# [EXERCISE GOAL]
Reproduce each record below exactly as written.

# [INFORMATION SUPPLIED]
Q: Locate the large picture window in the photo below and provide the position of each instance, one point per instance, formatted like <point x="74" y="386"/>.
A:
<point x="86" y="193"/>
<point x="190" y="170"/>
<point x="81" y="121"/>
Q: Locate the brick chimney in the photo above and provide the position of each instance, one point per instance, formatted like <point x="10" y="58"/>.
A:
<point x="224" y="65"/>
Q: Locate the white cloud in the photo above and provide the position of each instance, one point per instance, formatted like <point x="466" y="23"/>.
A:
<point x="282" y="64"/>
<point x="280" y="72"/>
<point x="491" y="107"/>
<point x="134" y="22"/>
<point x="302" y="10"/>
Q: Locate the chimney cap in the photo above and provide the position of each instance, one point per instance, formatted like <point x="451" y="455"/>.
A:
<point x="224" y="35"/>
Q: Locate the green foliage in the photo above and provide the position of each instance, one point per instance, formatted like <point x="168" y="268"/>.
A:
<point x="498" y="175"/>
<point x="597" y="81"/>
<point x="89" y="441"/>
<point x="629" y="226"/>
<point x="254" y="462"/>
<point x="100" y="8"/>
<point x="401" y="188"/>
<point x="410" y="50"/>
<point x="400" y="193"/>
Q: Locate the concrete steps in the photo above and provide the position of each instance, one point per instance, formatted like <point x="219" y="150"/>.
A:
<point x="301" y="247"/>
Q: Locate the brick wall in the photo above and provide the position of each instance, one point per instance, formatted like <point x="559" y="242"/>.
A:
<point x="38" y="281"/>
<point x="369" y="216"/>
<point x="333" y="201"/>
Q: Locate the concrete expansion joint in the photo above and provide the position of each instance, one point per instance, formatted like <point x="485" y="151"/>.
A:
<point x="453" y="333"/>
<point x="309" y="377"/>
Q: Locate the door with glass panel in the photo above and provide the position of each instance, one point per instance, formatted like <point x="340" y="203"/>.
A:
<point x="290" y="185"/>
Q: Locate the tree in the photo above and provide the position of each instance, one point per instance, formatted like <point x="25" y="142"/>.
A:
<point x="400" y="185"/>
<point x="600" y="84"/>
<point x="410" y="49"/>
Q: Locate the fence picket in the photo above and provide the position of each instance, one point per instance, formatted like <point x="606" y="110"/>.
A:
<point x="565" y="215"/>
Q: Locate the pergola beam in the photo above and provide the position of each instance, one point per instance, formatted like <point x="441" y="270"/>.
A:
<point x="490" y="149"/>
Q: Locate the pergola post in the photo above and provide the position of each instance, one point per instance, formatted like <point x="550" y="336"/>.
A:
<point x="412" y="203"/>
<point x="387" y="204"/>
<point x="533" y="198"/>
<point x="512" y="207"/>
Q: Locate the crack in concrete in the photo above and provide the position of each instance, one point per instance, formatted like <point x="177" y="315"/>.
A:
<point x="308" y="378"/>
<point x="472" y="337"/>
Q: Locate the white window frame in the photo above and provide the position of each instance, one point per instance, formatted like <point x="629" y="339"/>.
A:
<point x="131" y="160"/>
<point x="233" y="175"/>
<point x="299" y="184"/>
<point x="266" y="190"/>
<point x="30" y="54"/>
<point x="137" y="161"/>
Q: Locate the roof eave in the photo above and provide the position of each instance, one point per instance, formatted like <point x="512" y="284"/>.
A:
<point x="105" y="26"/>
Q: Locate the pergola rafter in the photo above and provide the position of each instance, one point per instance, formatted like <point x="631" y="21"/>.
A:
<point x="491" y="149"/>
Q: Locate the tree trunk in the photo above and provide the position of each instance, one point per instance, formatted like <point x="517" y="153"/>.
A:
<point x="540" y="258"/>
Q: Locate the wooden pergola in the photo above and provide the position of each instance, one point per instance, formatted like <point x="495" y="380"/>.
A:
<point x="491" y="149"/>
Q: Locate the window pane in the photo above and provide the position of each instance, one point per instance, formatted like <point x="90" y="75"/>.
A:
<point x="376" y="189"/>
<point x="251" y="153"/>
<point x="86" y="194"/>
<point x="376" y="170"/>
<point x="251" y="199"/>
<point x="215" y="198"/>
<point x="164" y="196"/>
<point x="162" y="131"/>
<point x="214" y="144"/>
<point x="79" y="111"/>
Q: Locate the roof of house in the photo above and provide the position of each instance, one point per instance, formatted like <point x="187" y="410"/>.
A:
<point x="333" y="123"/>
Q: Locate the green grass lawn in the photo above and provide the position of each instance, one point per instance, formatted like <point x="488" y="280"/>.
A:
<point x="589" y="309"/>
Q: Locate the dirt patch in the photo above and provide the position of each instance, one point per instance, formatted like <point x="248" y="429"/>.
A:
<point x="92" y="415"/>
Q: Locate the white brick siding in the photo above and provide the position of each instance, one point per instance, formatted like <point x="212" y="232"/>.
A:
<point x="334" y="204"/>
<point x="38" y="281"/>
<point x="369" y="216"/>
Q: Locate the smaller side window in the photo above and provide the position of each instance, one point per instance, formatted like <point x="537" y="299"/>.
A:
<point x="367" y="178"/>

# [SOLVED PROBLEM]
Q: Locate the large picture window in the photo below and provide the position of each instance, one point per instance, formatted like <point x="74" y="386"/>.
A:
<point x="86" y="193"/>
<point x="190" y="170"/>
<point x="81" y="121"/>
Q: Locate the brick chimney in the photo above and provide the position of each instance, one point per instance, formatted like <point x="10" y="58"/>.
A:
<point x="224" y="65"/>
Q: Locate the white cloud in the photo above and provide the position of each instance, one point per instance, formatted like <point x="466" y="23"/>.
A:
<point x="282" y="64"/>
<point x="280" y="72"/>
<point x="491" y="107"/>
<point x="134" y="22"/>
<point x="302" y="10"/>
Q: Locate the chimney cap in the photo above and provide the position of each instance, one point per instance, formatted like <point x="451" y="455"/>.
A:
<point x="224" y="35"/>
Q: Locate the green foliage in the photo above and provide the position of each instance, one point per instance, formatted like <point x="168" y="268"/>.
A:
<point x="498" y="175"/>
<point x="597" y="81"/>
<point x="89" y="441"/>
<point x="629" y="226"/>
<point x="254" y="462"/>
<point x="100" y="8"/>
<point x="401" y="188"/>
<point x="410" y="50"/>
<point x="400" y="193"/>
Q: Locate the concrete steps in the photo above and provide the position of each instance, one point per instance, formatted like <point x="219" y="150"/>.
A:
<point x="301" y="247"/>
Q: Locate the brick wall in the photo above and provide the position of each instance, one point per instance, formatted like <point x="559" y="242"/>.
A:
<point x="38" y="281"/>
<point x="369" y="216"/>
<point x="333" y="201"/>
Q: Locate the concrete expansion joint in the photo above and provide the position of each instance, one point per instance, formatted like <point x="485" y="151"/>.
A:
<point x="453" y="333"/>
<point x="309" y="377"/>
Q: Locate the door with glass panel in the photo above and provide the position of each instance, one point per instance, formatted like <point x="340" y="203"/>.
A:
<point x="290" y="185"/>
Q: Locate the tree in the photo above and provide the position of each instance, one point per instance, formatted like <point x="25" y="142"/>.
A:
<point x="400" y="185"/>
<point x="600" y="84"/>
<point x="410" y="49"/>
Q: Locate the fence picket in the photo above and provide the position of each instance, one point per instance, formatted like <point x="606" y="110"/>.
A:
<point x="565" y="215"/>
Q: Locate the pergola beam in the photo above and provide the position of each instance, one point per instance, formatted like <point x="441" y="270"/>.
A:
<point x="490" y="149"/>
Q: Locate the pergola post in the photo above and provide the position of each instance, one point per instance, formatted like <point x="550" y="336"/>.
A:
<point x="412" y="203"/>
<point x="387" y="204"/>
<point x="533" y="198"/>
<point x="512" y="207"/>
Q: Locate the crack in concrete in the photo above and provide the position of each instance, one point per instance, formatted like <point x="177" y="315"/>.
A:
<point x="308" y="378"/>
<point x="472" y="337"/>
Q: Locate the white window frame in the photo above and provide the position of each instance, one point per instance, formatted like <point x="629" y="339"/>.
A:
<point x="131" y="160"/>
<point x="233" y="175"/>
<point x="299" y="184"/>
<point x="266" y="190"/>
<point x="30" y="54"/>
<point x="137" y="161"/>
Q: Locate the roof eave in the photo above and provide the position of each instance, one point per instance, formatted like <point x="512" y="284"/>.
A:
<point x="105" y="26"/>
Q: Locate the pergola rafter in the photo above and provide the position of each instance, one point per instance, formatted like <point x="631" y="21"/>.
A:
<point x="491" y="149"/>
Q: Locate the tree trunk in the photo above and provide the position of each instance, one point per instance, formatted like <point x="517" y="153"/>.
A:
<point x="540" y="258"/>
Q: Locate the wooden pergola in the photo above and provide the position of each instance, one point per instance, formatted like <point x="495" y="380"/>.
A:
<point x="491" y="149"/>
Q: Locate the window pane in the photo above and provide the position of each instance, one point per instance, formatted like <point x="90" y="75"/>.
A:
<point x="376" y="189"/>
<point x="251" y="153"/>
<point x="86" y="194"/>
<point x="376" y="170"/>
<point x="251" y="199"/>
<point x="215" y="198"/>
<point x="164" y="196"/>
<point x="162" y="131"/>
<point x="214" y="144"/>
<point x="79" y="111"/>
Q: Locate the roof of house in the photo above and provide the position of each instance, one point per instance, formatted like <point x="187" y="410"/>.
A:
<point x="333" y="123"/>
Q: Locate the green grass lawn in the photo above and provide the position of each instance, one point per instance, formatted like <point x="488" y="280"/>.
A:
<point x="589" y="309"/>
Q: Locate the dirt patch in the photo above and provide the position of each instance, one point per instance, formatted like <point x="248" y="429"/>.
A:
<point x="92" y="415"/>
Q: Locate the white brick siding in the photo above and provide the position of each instance, one point per instance, formatted like <point x="212" y="232"/>.
A:
<point x="334" y="204"/>
<point x="38" y="281"/>
<point x="369" y="216"/>
Q: Locate the smaller side window in the photo above and provide the position of each instance, one point per instance, formatted like <point x="537" y="299"/>.
A:
<point x="367" y="178"/>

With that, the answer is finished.